How (not to) Teach Literature
The opening parts of an essay on the unique nature of literary meaning.
Part 1
Teaching students to read literature well is one of the most challenging tasks facing English professors and high school teachers—and the requirement to score them on their ability to do this often pushes squarely back against what you are striving to get them to understand. The primary challenge is somehow to get them to fully embrace the notion that the language literature uses to express ideas is fundamentally different than the language I am using to write this post—the language I used in the classroom, dry erase marker in hand, trying to drive home this essential point.
And with that dry erase marker I’d frequently write the following on the board:
A⊃B
B⊃C
______
⸫ A⊃C
If A implies B and B implies C, therefore, A implies C.
This is a logical syllogism, and most of what we write/think/express is grounded in this structure—all our arguments, any idea we hope to communicate well using logic and reason. Ascribe values to these letters from formal logic, and you’ll see what I mean. Say A= “a good chef’s knife.” B= “are sharp”—so the first line would read, “Good chef’s knives are sharp”—a simple claim of fact. This is something that cannot be refuted (though we seem to have lost a grasp on even what factual claims are these days….). Ascribe to value C something like “can cut food into fine slices,” and the second line, the “universal claim” reads, “That which is very sharp, can cut food into thin slices.” Those three triangular dots mean “therefore” in symbolic language, and the final line should be obvious: “A good chef’s knife can cut food into fine slices.”

-- GIVEN DATA --
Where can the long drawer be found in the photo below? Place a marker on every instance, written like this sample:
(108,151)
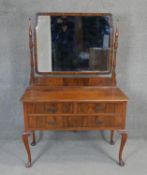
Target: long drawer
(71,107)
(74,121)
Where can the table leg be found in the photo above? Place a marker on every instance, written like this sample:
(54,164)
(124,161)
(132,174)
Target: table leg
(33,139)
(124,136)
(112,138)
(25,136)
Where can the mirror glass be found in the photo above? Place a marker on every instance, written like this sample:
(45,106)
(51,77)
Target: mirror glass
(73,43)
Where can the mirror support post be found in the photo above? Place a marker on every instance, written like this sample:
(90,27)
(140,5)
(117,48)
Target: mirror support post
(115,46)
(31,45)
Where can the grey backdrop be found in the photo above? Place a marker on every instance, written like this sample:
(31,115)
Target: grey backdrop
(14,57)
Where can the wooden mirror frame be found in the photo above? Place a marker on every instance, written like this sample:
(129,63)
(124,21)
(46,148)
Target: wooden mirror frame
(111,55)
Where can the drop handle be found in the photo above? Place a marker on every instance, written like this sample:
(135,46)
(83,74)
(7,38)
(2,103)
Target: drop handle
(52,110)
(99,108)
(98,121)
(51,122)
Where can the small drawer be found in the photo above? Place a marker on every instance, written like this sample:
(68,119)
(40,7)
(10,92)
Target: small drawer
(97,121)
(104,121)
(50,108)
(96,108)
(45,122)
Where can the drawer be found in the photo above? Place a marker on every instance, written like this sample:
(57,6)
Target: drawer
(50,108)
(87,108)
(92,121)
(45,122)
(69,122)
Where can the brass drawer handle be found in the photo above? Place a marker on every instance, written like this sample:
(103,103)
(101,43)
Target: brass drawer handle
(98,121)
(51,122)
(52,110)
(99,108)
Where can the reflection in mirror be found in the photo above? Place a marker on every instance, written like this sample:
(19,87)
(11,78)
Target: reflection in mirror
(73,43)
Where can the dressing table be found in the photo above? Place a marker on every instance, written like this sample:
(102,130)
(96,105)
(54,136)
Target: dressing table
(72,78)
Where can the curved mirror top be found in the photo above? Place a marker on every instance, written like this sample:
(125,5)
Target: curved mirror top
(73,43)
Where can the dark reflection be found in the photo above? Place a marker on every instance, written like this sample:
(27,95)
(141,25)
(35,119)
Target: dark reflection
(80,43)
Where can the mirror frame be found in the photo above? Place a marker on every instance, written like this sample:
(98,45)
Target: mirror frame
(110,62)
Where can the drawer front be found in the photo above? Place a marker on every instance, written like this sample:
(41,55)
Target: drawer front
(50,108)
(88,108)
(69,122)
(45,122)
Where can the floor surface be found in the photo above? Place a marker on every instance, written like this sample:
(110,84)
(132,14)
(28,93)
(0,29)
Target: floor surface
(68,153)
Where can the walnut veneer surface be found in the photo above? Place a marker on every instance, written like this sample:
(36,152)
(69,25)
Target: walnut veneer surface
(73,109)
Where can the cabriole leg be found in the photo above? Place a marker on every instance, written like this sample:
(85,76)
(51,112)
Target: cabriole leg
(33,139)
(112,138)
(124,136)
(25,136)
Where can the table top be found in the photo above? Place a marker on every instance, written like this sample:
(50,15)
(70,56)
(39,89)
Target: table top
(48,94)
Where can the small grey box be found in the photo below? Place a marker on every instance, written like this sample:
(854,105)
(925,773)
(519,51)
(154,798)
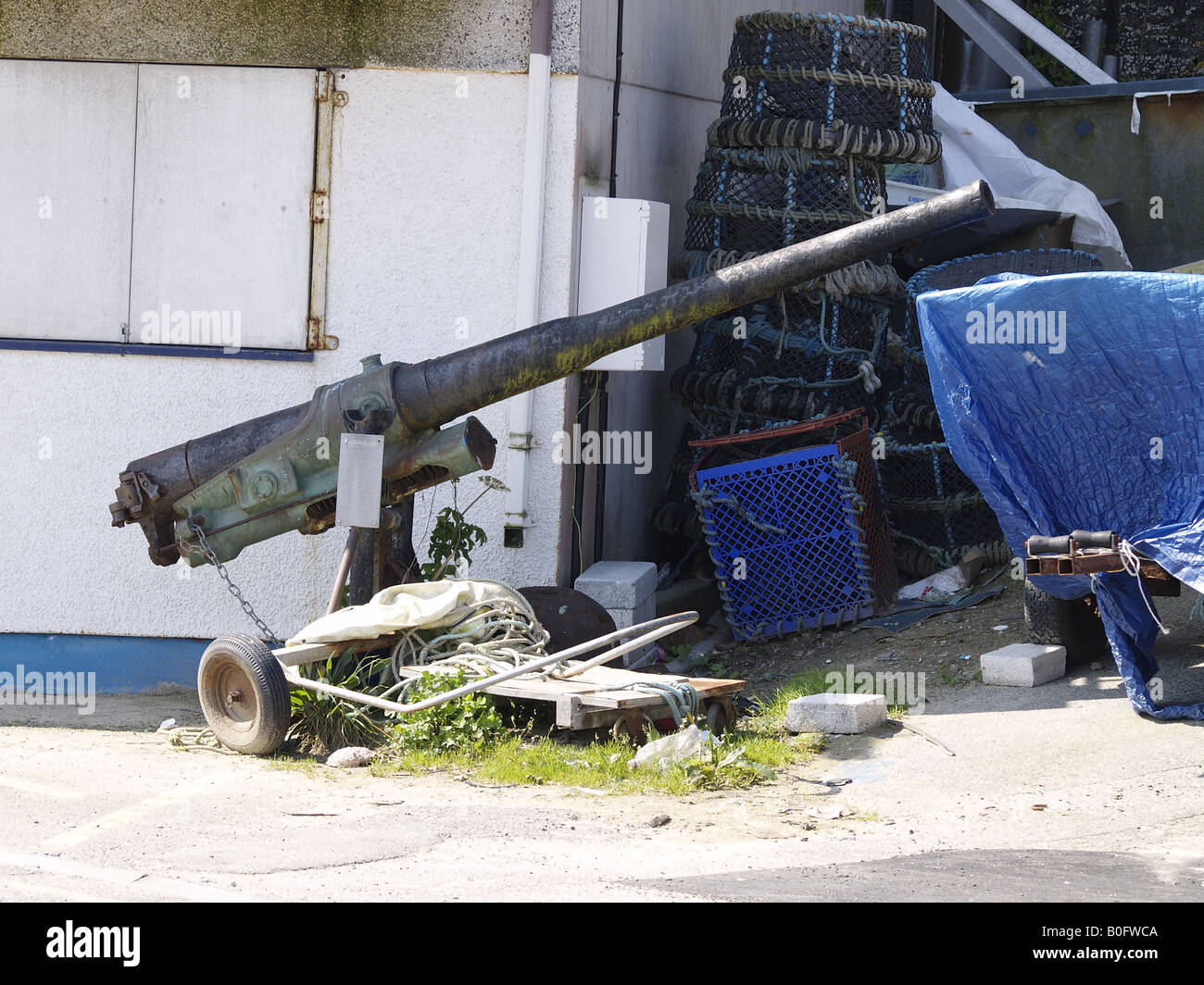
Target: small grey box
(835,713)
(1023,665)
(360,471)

-- THINGS TO DO --
- 1) In the essay on teaching literature, what do the three triangular dots mean in symbolic language?
- 2) Copy everything in the records from the line containing "Where can the walnut" down to the end of the records, leaving out the pictures.

-- IN RESPONSE --
- 1) They mean "therefore."

- 2)
Where can the walnut veneer surface be found in the photo above? Place a marker on every instance, written like this sample:
(36,152)
(69,25)
Target: walnut veneer surface
(73,109)
Where can the cabriole leg be found in the photo above? Place a marker on every instance, written like this sample:
(85,76)
(51,112)
Target: cabriole leg
(33,139)
(112,138)
(124,136)
(25,136)
Where can the table top be found in the photo above? Place a marker on every instance, written like this sample:
(50,15)
(70,56)
(39,89)
Target: table top
(48,94)
Where can the small grey box be found in the photo below? Place a marker on every instance, written like this sample:
(854,105)
(925,773)
(519,51)
(154,798)
Target: small grey box
(835,713)
(1023,665)
(360,471)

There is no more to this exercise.